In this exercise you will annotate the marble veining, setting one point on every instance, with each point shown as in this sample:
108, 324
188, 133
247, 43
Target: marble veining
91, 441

ABOUT THIS TASK: Write out the records above exactly as given.

SOLUTION TO THIS EXERCISE:
In this exercise you will annotate the marble veining, setting one point on every instance, with each point shown as in this sample:
108, 324
188, 133
247, 43
Target: marble veining
91, 441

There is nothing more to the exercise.